=== Records provided ===
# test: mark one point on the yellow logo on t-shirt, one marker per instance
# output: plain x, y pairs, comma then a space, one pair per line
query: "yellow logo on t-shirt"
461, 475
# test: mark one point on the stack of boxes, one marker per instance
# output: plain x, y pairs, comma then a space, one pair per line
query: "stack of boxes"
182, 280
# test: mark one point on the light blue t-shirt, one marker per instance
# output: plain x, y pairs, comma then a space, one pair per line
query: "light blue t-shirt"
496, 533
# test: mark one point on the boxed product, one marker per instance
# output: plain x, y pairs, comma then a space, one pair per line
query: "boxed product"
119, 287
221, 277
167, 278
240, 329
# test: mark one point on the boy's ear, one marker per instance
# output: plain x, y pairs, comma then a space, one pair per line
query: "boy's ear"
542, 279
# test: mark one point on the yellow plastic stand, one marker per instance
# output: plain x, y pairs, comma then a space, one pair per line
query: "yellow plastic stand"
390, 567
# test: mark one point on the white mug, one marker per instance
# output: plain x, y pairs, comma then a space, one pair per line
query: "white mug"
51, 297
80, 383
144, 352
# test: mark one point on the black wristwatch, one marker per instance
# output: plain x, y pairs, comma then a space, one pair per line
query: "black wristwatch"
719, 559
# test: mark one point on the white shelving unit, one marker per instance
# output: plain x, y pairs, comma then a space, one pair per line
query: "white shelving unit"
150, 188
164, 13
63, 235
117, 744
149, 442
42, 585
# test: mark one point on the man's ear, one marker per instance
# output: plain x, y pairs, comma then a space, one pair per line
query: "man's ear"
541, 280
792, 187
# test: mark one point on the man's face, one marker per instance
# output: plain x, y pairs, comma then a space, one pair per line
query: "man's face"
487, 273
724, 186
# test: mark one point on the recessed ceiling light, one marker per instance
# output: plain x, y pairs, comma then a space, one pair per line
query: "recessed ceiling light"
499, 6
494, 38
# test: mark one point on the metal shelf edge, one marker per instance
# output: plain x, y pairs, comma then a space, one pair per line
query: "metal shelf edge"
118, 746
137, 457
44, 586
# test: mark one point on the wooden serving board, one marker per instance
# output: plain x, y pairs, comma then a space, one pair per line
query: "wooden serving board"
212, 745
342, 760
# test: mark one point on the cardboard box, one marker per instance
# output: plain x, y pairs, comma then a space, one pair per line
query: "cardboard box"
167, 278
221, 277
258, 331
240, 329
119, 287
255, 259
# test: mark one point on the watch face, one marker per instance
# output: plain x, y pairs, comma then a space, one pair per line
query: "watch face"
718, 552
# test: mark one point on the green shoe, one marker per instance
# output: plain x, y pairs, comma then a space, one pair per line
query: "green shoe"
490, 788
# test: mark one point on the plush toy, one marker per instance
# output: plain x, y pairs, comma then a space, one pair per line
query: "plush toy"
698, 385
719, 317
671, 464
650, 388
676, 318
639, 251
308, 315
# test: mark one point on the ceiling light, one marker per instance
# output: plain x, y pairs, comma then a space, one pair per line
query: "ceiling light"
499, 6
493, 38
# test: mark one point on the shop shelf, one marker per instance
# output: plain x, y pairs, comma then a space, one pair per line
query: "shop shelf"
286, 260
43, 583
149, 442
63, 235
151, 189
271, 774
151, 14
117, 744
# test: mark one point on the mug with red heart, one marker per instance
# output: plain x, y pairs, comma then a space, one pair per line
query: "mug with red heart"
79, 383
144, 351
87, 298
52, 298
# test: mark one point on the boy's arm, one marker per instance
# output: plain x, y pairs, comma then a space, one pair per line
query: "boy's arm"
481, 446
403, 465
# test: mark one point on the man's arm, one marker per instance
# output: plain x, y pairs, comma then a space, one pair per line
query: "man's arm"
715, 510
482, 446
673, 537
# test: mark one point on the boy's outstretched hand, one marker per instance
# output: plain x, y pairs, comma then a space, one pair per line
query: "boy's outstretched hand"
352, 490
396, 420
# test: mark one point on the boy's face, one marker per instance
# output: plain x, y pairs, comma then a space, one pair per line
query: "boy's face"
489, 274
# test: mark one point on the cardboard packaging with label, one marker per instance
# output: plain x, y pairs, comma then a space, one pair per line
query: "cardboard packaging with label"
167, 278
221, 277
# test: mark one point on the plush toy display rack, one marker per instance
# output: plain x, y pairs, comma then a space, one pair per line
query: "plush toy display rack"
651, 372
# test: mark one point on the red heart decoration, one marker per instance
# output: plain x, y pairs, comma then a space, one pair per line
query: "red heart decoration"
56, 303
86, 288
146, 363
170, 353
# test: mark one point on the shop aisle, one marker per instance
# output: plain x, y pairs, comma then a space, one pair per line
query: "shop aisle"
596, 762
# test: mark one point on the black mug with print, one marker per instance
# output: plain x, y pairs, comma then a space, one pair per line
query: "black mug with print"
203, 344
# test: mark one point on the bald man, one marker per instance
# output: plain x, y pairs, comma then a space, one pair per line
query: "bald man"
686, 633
===
# Your goal:
Please retype, exactly as written, every line from the line containing "# test: mark one point on the boy's arm, one" through the last line of the records above, including both of those lines, and nothing else.

# Exercise response:
# test: mark one point on the boy's arm, one marker per instance
# output: plain x, y pairs, comma then a space, one pair per line
query: "boy's arm"
481, 446
403, 465
# test: mark one point on the man's arm, one marker per instance
# output: plain x, y pairs, comma then a space, one pair per line
query: "man's arm"
715, 510
482, 446
673, 537
# test: mark one point on the boy's outstretched hand, one marker per instance
# output: plain x, y pairs, comma then a space, one pair per line
query: "boy's outstretched hand"
352, 490
396, 420
# test: mark one point on the boy's face, one marker per instance
# output: plain x, y pairs, comma then a space, one pair per line
query: "boy's face"
489, 274
# test: mark one point on the cardboard packaging with label, one marker per instance
# output: plain x, y pairs, comma then a space, one pair per line
query: "cardboard packaging with label"
167, 278
221, 277
# test: mark one point on the plush toy display rack, one marker per instance
# output: plain x, y pairs, comma then a space, one pair per line
query: "plush toy display rack"
651, 372
# test: mark one point on the red heart decoration, one marker per instance
# output: plain x, y pairs, comma then a space, one pair per line
query: "red heart decoration"
56, 303
86, 288
146, 363
170, 353
# test: mark one point on the shop aisle, one marker per instance
# output: plain x, y pairs, comma then a space, one pair per line
query: "shop aisle"
596, 762
# test: mark one point on the black mug with print, one marker per instance
# output: plain x, y pairs, comma then a space, one pair per line
query: "black mug with print"
203, 344
# test: mark one point on the bald man, one marker per instance
# output: plain x, y pairs, comma then a space, one pair per line
query: "bald man"
686, 633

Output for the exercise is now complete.